Task instructions:
A) Retype the stretch of the mailing list post from "[lug] SSSCA to" through "too politically active.".
B) In the mailing list post, what had a good number of people been talking about at last month's pre-meeting gathering?

Given text:
[lug] SSSCA to make all open source software illegal
J. Wayde Allen
wallen at lug.boulder.co.us
Tue Oct 23 09:20:06 MDT 2001
On Mon, 22 Oct 2001, John Karns wrote:
> On Mon, 22 Oct 2001, J. Wayde Allen said:
>
> > Linux has been figuring rather prominently for several years in the
> > free engineering rags, especially in the area of embedded computing.
>
> Unfortunately though (at least in this case, as a whole) the geek
> community doesn't tend to be too politically active.
Not too sure I completely agree. I suppose that this is a fairly relative
situation. I've been around much less politically active groups. My
feeling is that the Linux community is learning to be fairly proactive.
For example, at last months pre-meeting gathering a good number of people
were talking about having written letters to their congressmen. I find
that in and of itself rather unusual. Most people in most groups simple
grumble and complain. These people had actually done something.

Extracted records:
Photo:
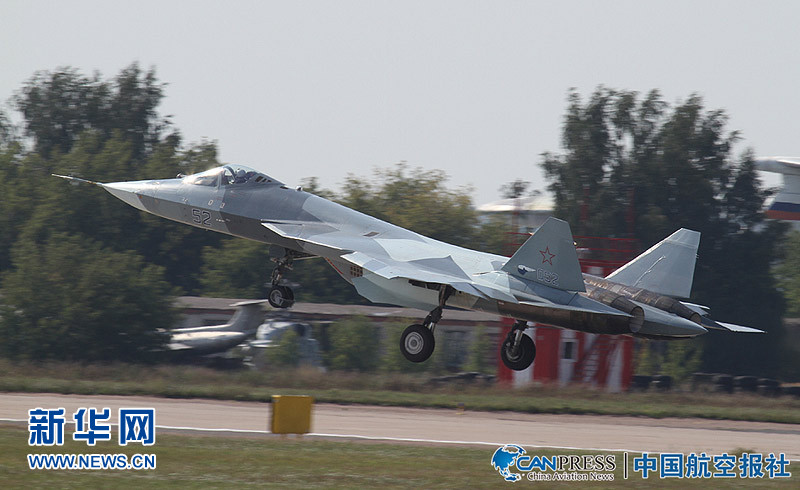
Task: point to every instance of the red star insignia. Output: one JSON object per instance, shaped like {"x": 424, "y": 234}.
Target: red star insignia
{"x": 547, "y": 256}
==
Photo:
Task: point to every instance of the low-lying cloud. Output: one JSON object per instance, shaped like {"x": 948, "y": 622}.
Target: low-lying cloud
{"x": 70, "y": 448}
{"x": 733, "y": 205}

Answers in order:
A)
[lug] SSSCA to make all open source software illegal
J. Wayde Allen
wallen at lug.boulder.co.us
Tue Oct 23 09:20:06 MDT 2001
On Mon, 22 Oct 2001, John Karns wrote:
> On Mon, 22 Oct 2001, J. Wayde Allen said:
>
> > Linux has been figuring rather prominently for several years in the
> > free engineering rags, especially in the area of embedded computing.
>
> Unfortunately though (at least in this case, as a whole) the geek
> community doesn't tend to be too politically active.

B) Having written letters to their congressmen.